* _RECORDS PROVIDED_
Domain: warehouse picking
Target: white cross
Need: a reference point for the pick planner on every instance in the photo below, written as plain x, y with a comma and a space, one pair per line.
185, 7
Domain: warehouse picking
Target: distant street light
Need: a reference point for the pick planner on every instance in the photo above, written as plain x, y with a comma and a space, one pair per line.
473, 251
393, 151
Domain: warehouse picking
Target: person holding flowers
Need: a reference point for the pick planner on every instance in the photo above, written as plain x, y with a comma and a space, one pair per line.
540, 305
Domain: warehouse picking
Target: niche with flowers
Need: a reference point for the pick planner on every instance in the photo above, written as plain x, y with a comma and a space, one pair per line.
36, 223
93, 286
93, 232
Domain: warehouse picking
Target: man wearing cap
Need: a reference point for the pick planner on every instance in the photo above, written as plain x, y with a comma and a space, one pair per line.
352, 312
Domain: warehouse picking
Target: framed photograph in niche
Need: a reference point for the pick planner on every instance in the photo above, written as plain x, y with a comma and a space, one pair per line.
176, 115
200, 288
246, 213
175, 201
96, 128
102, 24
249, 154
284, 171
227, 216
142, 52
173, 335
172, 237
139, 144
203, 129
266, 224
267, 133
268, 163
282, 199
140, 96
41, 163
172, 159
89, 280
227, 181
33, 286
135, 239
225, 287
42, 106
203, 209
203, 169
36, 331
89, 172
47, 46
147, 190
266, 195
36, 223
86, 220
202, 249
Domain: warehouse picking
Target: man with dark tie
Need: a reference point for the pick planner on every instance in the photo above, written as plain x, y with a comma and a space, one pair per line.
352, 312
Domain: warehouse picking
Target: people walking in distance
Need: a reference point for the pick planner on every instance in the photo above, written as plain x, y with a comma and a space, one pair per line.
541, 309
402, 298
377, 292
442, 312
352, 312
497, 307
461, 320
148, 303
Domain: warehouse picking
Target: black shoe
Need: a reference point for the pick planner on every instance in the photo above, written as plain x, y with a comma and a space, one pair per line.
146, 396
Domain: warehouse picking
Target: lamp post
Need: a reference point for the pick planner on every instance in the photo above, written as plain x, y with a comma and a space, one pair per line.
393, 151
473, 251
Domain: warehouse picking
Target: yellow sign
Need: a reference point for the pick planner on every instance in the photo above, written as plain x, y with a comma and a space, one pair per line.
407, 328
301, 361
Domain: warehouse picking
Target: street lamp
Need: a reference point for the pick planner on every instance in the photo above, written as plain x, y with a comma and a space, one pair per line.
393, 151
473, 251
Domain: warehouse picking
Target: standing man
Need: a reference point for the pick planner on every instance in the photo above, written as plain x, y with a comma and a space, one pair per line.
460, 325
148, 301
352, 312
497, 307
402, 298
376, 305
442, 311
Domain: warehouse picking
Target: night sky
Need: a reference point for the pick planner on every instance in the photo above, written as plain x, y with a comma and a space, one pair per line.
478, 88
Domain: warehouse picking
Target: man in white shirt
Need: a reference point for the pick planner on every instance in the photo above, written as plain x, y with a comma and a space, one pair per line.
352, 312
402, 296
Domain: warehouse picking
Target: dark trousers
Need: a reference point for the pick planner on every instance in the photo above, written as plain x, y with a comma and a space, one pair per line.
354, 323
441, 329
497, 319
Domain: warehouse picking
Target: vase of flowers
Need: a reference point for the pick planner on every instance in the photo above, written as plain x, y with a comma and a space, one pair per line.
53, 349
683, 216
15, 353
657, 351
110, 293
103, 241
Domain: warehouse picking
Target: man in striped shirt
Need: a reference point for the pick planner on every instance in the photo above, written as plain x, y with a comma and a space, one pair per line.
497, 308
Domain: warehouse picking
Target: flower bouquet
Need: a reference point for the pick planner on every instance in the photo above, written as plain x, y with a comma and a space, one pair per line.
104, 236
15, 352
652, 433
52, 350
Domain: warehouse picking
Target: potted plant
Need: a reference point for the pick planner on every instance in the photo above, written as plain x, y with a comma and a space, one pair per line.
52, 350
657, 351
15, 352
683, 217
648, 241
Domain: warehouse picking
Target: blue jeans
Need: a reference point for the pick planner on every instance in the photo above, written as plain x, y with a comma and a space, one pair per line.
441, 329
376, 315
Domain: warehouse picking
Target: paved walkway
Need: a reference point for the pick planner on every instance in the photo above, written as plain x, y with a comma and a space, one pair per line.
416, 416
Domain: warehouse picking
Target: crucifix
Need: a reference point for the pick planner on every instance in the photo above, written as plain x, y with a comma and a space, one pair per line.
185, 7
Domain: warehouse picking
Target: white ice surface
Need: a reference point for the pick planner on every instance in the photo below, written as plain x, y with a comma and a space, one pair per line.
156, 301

* _INSTRUCTIONS FOR THE TASK_
Pick out every line in the entries above that contains the string "lamp", treating uppercase and lowercase as different, and copy each of those lines in full.

* _FINISHED ANSWER_
Target: lamp post
Target: street lamp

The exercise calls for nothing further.